[Start of Excerpted text]

Thanks, Mike. I hope to grow my yard but I've still got a lot of learning to do. After the harvest I'm going to tinker with starting two or three nucs with homebewed queens. I have a cutout from two years ago that is gentle and makes tons of honey...that will definitely be a donor colony for larvae.  So, yes, I will be growing my beekeeping interests. I doubt I'll ever get very big but hope to one day have 20 or so colonies.

I tried some BT when I first got started...simply sprayed it on the frames of foundation (didn't have any empty comb when I started). Later that summer I hit hard on a few boxes of comb. I'm taking it that the BT has to be sprayed on the drawn comb, that it won't do much good spraying on foundation and then having comb drawn over it?

I'm now trying to figure out whch extractor. I'm a little put off with the changes in the SAF machines, but they're saying a "German motor" in the descriptions. The actual SAF website has "CHEAP" in big letters as the made description for these motors...I know it's some type of language snafu, but it sure isn't helping my feelings towards them any.  Also, I was looking at the instructions for the German motor upgrade and they state the following:

_"Before switching on the motor or opening the lid, the
control lever must be on “0”. After correctly converting to
the German motor, position the switch “up” on the black
control box (attached to the motor) to power extractor.

[End of Excerpted text]

» **Work to do**
1. What words or phrases does the beekeeping post set inside quotation marks? List each distinct one once.
2. Do these statements agree with the beekeeping post? Answer yes or no for each and quote the words that decide it.
(a) The writer hopes to one day keep around 20 colonies.
(b) The writer had empty comb when first starting out.
(c) The instructions say the control lever must be on "1" before the motor is switched on.
3. Can you pick up the beekeeping post from where it stops and carry it on?
The lines that follow come from a different source than the beekeeping post.

[Start of Recorded data]

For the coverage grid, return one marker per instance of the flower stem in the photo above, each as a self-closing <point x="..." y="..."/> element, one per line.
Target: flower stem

[End of Recorded data]

» **Answers to each task**
1. "German motor", "CHEAP", "0", "up"

2.
(a) Yes: "hope to one day have 20 or so colonies"
(b) No: "didn't have any empty comb when I started"
(c) No: "the control lever must be on “0”"

3.
Begin extracting by slowly turning lever toward the left
or right. "_

I wonder what happens if you don't have the lever in the "0" position. :scratch: With my mentor's old Baldor equipped SAF all we did was basically turn the dial...?????

Ah well, I'll figure it out sooner or later...or keep using my mentor's for a while. 

Ed


----------



## sjj (Jan 2, 2007)

Intheswamp said:


> ...description for these motors...... Also, I was looking at the instructions for the German motor upgrade and they state the following:
> 
> _"Before switching on the motor or opening the lid, the
> control lever must be on “0”. After correctly converting to
> ...


Technically speaking it is a "repulsion motor". 
Similar one: http://commons.wikimedia.org/wiki/File:Einphasen_Repulsionsmotor_250W.jpg

To understand the lever positions please read: http://en.wikipedia.org/wiki/Repulsion_motor
I prefer a programmable speed control.


----------



## John R C (Mar 15, 2011)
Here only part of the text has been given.